* **Extrait de page**

╔══

Cléopâtre VII (69-30 av. J.-C.), ou « Gloire de mon père », nous est connue physiquement par une unique pièce de monnaie, où son visage, de profil, affiche une rare laideur. En l’absence de documents autres, il nous faut renoncer à l’idée répandue d’une beauté.
Voilà qui rend d’autant plus fascinante celle qui séduisit César et Marc-Antoine.

 

La famille, quelle plaie !

Cléopâtre est l’une des filles de Ptolémée XII dit « Aulète », le « joueur de flûte », alcoolique notoire qui passe une bonne partie de son règne à Rome, chez ses protecteurs, tant son peuple bien-aimé songe à lui faire un sort funeste.
À sa mort, Cléopâtre doit lui succéder, mais au prix de deux mariages successifs avec ses frères, Ptolémée XIII et Ptolémée XIV. Le premier meurt noyé dans le marais du delta, après s’être, en vain, soulevé contre sa sœur et César, le second assassiné sur ordre de sa sœur-épouse, en 44 av. J.-C., peu après le meurtre de ce même César.
Reste une sœur, Arsinoé. Elle participe, dans une cage, au triomphe de César, mais Cléopâtre est déçue, il n’y a pas de mise à mort, sa jeunesse émeut le dictateur. Il lui reviendra de la faire assassiner, sur les marches du temple d’Artémise, à Éphèse, sur ordre, cette fois-ci, de Marc-Antoine.

 

Les amants romains

Cléopâtre sait bien que l’Égypte, grenier à blé de Rome, lieu de transit de l’or, l’ivoire, les peaux de panthère, n’a pas les moyens militaires de s’opposer aux Romains. C’est là qu’intervient son charme prodigieux, au sens premier de charme, magie. Elle n’a nul besoin d’un philtre d’amour, elle est ce philtre, pour séduire César, puis Marc-Antoine ? Le premier tombe sous son charme en 48 av. J.-C., lui donne un fils, Césarion, mais, Romain avant tout, ne franchit pas un nouveau Rubicon en l’épousant. Marc-Antoine, en revanche, bien que déjà marié à Octavie, sœur d’Octave, futur empereur Auguste, se marie avec elle, lui donne deux enfants. Pire encore, il conquiert des territoires en Asie Mineure pour les lui offrir. C’est trahir Rome.

╚══

(Enregistrements issus d'un jeu de données d'annotation)
╔══

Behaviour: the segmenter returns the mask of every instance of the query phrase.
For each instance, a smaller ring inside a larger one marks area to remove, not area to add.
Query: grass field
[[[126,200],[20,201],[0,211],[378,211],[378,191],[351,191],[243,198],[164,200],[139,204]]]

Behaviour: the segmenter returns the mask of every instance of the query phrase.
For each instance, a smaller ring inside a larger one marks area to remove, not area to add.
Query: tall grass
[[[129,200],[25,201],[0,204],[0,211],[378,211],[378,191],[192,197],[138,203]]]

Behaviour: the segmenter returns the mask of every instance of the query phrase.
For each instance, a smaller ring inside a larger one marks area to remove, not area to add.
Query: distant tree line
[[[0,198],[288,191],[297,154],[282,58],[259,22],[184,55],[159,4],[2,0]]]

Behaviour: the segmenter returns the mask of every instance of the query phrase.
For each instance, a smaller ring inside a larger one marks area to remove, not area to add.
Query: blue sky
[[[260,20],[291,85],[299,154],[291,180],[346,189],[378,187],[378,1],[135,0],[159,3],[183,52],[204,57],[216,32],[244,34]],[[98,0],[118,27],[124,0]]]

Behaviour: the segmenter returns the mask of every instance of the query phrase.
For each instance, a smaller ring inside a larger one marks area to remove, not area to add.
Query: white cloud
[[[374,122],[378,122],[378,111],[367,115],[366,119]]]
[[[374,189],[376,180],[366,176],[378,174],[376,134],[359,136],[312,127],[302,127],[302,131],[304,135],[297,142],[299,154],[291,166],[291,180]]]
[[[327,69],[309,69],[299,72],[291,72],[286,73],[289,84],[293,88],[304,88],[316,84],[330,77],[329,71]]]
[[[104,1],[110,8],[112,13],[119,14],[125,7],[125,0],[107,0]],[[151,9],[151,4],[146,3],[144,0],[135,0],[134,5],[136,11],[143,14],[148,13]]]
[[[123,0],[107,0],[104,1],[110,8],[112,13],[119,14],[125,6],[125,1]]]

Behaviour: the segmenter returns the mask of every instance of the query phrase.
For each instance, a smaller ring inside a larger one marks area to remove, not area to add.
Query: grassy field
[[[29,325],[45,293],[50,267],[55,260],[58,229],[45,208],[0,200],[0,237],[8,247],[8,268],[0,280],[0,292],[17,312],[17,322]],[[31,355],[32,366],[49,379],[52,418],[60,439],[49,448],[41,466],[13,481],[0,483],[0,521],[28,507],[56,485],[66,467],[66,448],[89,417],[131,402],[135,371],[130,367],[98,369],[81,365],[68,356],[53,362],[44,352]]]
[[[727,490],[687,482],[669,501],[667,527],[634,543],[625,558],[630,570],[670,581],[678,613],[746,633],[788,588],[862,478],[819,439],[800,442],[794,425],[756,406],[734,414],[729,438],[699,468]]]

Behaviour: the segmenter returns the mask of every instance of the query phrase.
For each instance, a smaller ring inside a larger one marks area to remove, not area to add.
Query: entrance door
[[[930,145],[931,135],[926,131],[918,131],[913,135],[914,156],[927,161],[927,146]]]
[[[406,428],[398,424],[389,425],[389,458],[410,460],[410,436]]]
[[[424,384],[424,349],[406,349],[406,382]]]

╚══

* **À faire**
Indiquez, d'après l'extrait sur Cléopâtre, le nom du fils que César a eu avec elle.

* **Réponse attendue**
Césarion.